▶ **YOUR GOAL**
Only the lines from the top of the data through the line with "Pop quiz! Look at the image and find the bare" should be repeated, each exactly as written.

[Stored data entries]
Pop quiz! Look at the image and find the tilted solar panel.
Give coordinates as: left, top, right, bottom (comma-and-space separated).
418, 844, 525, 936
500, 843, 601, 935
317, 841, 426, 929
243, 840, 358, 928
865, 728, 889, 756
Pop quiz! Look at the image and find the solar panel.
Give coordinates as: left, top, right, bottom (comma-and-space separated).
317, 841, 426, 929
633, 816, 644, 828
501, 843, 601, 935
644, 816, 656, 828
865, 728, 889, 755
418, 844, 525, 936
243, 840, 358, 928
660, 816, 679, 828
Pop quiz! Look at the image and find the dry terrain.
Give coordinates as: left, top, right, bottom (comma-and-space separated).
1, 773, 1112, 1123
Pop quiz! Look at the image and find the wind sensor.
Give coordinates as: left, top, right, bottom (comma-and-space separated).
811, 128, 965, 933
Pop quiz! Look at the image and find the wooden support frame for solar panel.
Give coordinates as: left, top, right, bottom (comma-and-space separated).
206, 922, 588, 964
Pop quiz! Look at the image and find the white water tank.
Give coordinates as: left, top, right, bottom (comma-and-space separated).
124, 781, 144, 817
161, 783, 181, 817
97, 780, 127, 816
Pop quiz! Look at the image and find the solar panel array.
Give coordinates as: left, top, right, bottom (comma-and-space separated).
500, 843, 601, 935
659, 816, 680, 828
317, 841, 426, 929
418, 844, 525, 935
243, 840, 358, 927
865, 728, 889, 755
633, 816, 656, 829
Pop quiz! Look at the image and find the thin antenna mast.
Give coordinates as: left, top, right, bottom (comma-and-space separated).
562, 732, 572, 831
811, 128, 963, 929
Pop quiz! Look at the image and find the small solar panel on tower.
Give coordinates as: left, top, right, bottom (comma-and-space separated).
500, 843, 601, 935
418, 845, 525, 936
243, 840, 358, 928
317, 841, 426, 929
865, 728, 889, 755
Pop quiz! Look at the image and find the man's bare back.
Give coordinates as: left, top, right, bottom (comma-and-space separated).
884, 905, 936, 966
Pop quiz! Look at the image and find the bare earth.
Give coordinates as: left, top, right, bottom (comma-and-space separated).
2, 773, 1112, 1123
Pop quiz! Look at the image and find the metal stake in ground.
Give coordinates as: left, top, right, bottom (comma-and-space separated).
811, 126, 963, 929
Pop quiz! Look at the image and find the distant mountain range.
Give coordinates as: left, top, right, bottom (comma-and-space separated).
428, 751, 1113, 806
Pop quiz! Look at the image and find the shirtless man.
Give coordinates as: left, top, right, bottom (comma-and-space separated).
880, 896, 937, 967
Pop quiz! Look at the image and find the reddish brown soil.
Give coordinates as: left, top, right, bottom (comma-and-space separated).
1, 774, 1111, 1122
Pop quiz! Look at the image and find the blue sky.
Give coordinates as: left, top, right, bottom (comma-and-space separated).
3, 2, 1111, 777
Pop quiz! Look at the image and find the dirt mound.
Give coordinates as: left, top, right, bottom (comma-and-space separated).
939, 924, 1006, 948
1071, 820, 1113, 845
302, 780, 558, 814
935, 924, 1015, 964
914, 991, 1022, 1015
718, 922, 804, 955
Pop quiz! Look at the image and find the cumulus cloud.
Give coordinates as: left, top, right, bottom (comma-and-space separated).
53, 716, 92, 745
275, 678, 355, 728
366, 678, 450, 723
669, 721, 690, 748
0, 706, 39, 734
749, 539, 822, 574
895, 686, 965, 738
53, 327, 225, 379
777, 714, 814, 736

▶ **RESULT BELOW**
Pop quiz! Look at the image and find the tilted solar panel.
Give coordinates as: left, top, right, bottom (comma-and-space separated).
418, 844, 525, 936
500, 843, 601, 935
317, 841, 426, 929
243, 840, 358, 928
865, 728, 889, 756
Pop quiz! Look at the image and find the solar panel.
Give coordinates as: left, top, right, bottom (comma-and-space separated).
317, 841, 426, 929
633, 816, 644, 828
501, 843, 601, 935
644, 816, 656, 828
865, 728, 889, 755
418, 844, 525, 936
243, 840, 358, 928
660, 816, 679, 828
Pop quiz! Look at the image and find the dry terrain.
Give coordinates as: left, top, right, bottom (comma-and-space separated).
1, 773, 1112, 1123
Pop quiz! Look at the image and find the wind sensor.
Give coordinates as: left, top, right, bottom (comma-and-space separated).
811, 128, 965, 933
Pop quiz! Look at the image and find the wooden support frame for solar panel.
Give coordinates as: left, top, right, bottom (comma-and-space separated).
206, 922, 588, 964
Pop quiz! Look at the image and find the white water tank.
Give coordinates as: left, top, right, bottom (comma-and-space separated).
124, 781, 144, 817
161, 783, 181, 817
97, 780, 127, 816
Pop quiz! Look at the image and find the solar panel array.
Give coordinates as: left, top, right, bottom (comma-and-space separated).
500, 843, 601, 935
659, 816, 680, 828
317, 841, 426, 929
418, 844, 525, 935
243, 840, 358, 927
865, 728, 889, 755
633, 816, 656, 829
Pop quiz! Look at the image and find the thin antenna mast.
Give coordinates as: left, top, right, bottom (comma-and-space separated).
562, 732, 572, 831
811, 128, 963, 929
Pop quiz! Look at the image and find the small solar panel on tower.
Give coordinates as: left, top, right, bottom (comma-and-space separated).
500, 843, 601, 935
418, 845, 525, 936
243, 840, 358, 928
317, 841, 426, 929
865, 728, 889, 755
Pop quiz! Look at the image and find the man's bare back.
Give coordinates as: left, top, right, bottom (comma-and-space separated).
884, 905, 936, 966
Pop quiz! Look at the image and find the bare earth.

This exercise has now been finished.